» Instructions for the task: Convert the entries below into a two-column CSV with the header row instruction,output. Give one row per entry, putting the entry's text under instruction and its answer under output, each in a single quoted field with line breaks replaced by spaces.

» Input data:
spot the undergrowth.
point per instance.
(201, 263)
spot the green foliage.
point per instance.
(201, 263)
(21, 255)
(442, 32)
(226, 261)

» Answer to the problem:
instruction,output
"spot the undergrowth. point per instance.","(201, 263)"
"spot the green foliage. point per instance.","(201, 263) (21, 255) (442, 32) (226, 261)"